### Exercise details
Show all lines of the entries in which the word "headlight" is found.

### Data for this task
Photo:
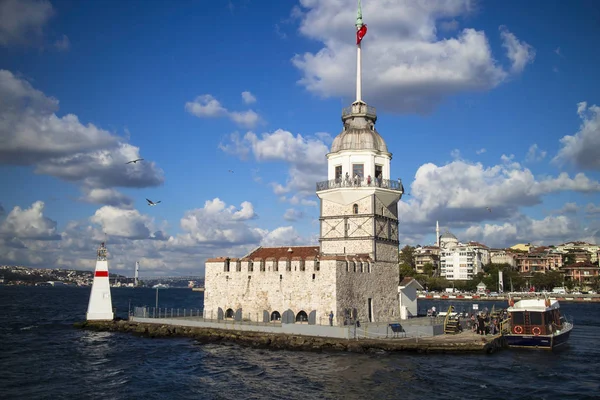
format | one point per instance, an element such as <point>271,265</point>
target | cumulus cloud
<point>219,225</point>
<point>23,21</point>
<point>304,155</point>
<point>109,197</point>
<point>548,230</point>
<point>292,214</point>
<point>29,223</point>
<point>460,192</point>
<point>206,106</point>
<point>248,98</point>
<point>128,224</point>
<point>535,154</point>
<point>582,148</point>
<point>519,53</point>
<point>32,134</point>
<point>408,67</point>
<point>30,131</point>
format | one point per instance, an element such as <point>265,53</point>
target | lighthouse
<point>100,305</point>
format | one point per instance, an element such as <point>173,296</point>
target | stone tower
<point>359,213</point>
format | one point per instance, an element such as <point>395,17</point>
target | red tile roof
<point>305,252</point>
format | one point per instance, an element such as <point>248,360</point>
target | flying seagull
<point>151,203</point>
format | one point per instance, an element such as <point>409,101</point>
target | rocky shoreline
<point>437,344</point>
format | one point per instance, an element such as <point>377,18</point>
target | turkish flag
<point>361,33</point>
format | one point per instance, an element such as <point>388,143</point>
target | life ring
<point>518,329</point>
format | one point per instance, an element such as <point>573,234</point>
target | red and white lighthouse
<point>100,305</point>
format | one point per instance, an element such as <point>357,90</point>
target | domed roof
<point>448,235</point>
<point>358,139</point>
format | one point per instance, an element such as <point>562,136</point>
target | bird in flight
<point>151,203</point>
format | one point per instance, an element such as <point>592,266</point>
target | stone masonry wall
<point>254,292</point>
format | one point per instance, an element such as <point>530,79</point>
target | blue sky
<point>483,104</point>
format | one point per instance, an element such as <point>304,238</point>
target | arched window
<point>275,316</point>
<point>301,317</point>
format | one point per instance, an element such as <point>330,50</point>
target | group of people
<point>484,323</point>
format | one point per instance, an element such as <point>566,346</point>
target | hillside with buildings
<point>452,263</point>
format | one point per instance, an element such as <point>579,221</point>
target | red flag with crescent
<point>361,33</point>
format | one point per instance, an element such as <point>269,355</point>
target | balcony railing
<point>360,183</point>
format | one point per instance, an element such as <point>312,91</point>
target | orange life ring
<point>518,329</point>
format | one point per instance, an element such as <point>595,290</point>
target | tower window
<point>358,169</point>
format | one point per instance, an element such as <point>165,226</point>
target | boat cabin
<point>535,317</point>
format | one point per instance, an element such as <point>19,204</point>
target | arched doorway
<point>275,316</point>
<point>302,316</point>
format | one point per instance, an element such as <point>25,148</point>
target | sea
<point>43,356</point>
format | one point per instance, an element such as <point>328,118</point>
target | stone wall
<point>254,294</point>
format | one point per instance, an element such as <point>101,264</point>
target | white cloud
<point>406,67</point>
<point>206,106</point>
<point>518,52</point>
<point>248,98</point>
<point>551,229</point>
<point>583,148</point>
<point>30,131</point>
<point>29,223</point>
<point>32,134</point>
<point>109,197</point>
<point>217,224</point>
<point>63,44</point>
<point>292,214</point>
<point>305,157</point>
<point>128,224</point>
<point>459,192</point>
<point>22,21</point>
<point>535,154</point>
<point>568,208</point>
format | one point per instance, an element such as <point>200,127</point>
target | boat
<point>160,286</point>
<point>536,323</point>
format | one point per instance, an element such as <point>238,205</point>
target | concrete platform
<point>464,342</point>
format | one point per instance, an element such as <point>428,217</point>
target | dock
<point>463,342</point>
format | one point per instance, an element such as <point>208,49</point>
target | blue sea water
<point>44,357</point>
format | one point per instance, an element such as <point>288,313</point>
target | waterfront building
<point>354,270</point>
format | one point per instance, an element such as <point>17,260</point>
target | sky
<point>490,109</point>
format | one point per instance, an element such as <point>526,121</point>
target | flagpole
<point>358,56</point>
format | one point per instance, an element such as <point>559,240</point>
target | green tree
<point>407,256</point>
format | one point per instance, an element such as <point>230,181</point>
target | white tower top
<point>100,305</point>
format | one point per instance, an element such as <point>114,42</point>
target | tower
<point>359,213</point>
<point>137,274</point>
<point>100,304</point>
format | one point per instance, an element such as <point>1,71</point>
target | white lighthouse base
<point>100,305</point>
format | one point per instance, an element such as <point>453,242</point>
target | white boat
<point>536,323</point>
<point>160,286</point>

* * *

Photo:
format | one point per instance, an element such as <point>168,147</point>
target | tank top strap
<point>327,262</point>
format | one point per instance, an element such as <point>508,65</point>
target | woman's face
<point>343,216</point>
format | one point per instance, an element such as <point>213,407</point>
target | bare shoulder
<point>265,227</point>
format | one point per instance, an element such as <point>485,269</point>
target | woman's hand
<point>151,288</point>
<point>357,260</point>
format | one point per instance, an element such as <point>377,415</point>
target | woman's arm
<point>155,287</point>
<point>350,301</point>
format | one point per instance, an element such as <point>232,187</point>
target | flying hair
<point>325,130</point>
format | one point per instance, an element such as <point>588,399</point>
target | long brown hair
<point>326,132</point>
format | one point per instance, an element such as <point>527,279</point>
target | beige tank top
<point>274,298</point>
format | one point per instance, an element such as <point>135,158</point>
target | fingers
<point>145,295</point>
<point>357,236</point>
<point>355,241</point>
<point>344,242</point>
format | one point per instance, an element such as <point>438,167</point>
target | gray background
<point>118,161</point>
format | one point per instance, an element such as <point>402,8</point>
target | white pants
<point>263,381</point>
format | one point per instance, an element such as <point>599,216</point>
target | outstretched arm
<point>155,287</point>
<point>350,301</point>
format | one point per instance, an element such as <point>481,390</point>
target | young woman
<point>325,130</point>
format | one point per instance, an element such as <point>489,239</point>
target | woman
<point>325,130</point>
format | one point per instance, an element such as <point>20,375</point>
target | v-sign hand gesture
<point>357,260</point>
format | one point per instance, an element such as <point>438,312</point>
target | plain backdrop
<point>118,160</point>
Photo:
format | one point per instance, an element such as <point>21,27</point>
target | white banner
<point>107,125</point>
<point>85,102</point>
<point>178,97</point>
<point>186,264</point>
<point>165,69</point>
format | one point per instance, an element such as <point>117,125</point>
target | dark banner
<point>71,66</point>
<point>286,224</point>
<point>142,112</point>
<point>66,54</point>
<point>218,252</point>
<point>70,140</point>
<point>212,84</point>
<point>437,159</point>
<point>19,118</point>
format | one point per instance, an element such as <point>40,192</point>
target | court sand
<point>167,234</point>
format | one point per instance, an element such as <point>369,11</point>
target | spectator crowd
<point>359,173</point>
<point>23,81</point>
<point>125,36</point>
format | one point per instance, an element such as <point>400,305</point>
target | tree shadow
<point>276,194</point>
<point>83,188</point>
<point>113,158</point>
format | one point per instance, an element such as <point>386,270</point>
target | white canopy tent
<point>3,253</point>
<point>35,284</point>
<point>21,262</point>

---

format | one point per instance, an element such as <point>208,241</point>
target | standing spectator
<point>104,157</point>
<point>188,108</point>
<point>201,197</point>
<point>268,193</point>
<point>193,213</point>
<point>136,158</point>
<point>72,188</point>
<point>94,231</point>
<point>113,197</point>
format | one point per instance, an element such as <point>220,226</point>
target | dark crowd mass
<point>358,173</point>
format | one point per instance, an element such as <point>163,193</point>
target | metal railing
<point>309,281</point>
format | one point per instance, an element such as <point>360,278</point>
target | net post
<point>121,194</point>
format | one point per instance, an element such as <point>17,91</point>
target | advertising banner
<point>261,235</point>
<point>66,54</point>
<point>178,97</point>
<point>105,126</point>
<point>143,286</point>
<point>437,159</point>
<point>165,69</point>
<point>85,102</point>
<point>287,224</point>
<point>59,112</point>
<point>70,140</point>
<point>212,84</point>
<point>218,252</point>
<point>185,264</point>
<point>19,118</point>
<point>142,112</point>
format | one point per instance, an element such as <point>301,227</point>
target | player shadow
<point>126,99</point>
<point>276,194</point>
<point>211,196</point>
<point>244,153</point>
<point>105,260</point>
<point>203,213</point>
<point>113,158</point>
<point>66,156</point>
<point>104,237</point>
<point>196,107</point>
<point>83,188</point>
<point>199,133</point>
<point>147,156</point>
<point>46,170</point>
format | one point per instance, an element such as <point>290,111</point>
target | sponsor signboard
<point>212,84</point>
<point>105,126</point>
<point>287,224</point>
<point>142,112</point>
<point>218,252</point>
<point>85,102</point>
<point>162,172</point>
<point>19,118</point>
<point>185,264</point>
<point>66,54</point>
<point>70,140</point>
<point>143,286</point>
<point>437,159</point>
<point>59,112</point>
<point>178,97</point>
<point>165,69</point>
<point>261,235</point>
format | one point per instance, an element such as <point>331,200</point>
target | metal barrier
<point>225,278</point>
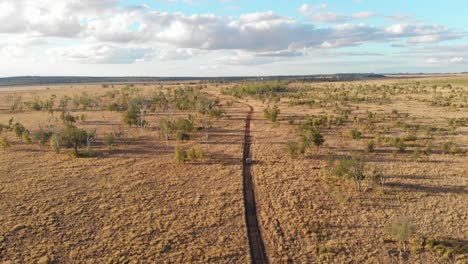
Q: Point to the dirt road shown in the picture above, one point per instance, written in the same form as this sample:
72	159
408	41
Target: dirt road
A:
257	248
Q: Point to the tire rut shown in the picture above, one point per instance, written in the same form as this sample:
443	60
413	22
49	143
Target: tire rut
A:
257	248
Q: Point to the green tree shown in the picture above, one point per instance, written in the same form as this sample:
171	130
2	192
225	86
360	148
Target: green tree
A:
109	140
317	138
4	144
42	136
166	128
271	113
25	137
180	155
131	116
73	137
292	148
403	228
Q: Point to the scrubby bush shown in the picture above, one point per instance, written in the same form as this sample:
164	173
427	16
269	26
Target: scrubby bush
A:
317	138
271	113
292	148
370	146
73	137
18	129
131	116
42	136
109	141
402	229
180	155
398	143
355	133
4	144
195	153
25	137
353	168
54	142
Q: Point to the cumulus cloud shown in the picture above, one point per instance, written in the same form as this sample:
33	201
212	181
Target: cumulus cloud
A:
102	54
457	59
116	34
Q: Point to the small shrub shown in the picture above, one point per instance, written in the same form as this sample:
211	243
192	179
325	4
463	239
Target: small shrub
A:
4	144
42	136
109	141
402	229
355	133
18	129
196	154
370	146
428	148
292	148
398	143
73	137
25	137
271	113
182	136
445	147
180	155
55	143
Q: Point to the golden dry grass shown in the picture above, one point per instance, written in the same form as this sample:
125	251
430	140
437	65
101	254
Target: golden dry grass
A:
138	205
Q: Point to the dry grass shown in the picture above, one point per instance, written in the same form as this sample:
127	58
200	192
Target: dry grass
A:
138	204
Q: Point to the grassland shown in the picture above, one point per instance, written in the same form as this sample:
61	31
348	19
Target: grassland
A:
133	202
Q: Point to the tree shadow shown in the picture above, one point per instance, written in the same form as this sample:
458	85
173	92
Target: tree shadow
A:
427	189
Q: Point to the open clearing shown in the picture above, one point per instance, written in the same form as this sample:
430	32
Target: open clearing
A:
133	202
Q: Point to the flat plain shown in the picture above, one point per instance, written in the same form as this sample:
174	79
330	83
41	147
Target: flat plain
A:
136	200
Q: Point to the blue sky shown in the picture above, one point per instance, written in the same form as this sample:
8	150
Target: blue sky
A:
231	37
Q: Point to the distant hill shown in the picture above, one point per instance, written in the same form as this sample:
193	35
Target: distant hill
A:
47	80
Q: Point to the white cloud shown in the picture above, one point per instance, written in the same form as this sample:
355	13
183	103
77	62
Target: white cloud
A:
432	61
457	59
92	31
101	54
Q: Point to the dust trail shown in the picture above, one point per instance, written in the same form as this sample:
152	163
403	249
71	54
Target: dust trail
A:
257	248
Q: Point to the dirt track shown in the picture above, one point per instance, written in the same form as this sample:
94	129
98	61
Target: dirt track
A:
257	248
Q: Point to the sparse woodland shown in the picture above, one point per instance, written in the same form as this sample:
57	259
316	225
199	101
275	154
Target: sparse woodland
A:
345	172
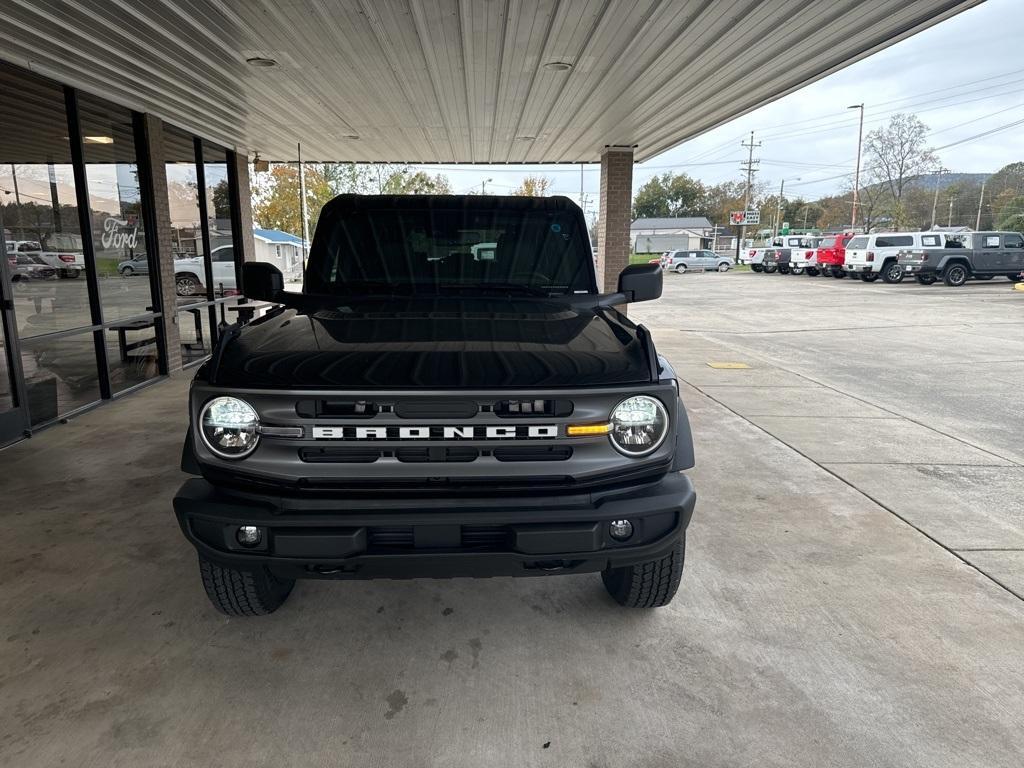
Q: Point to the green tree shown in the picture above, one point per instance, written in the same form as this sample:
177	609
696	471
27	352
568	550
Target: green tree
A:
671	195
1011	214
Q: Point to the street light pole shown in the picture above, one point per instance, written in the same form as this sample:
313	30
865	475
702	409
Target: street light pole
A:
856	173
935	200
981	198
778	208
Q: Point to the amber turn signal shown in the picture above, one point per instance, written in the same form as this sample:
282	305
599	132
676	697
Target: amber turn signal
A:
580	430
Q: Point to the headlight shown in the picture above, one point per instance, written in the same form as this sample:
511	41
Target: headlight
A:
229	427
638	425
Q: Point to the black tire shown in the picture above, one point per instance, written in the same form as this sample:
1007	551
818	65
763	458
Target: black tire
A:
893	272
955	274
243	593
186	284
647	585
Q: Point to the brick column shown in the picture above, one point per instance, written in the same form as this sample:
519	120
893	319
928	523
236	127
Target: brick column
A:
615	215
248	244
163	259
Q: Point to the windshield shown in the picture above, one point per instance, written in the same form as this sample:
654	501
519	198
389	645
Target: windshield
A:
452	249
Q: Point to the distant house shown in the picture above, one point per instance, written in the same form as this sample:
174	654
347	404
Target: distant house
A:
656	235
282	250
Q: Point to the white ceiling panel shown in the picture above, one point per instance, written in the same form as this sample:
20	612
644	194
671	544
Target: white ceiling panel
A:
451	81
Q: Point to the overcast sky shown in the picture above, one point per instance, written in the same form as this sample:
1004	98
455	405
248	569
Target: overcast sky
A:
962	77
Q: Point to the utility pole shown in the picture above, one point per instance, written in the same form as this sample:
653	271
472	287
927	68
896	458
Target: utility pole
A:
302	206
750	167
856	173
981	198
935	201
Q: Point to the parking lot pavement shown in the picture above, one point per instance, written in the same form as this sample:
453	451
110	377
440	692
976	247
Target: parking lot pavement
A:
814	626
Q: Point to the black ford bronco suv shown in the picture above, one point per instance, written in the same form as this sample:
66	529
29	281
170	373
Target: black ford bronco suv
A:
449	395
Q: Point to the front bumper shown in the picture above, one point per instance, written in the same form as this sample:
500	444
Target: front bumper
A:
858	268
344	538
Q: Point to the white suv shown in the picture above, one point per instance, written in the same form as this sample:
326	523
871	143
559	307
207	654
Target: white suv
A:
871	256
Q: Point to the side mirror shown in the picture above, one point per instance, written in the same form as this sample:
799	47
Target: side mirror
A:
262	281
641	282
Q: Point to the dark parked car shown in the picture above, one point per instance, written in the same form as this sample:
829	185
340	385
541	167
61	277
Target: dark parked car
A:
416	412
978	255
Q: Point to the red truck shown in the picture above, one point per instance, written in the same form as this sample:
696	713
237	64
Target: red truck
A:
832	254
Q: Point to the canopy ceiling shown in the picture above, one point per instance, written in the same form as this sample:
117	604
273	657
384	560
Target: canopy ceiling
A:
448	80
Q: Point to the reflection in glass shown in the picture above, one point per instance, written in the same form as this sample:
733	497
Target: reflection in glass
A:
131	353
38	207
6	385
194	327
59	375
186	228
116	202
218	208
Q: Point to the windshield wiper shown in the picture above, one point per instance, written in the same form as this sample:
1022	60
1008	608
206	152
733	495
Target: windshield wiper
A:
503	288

### Exercise answer
Q: Point to the headlight shown in the picture above, one point per instance, written in the same form as this sample:
Target: headlight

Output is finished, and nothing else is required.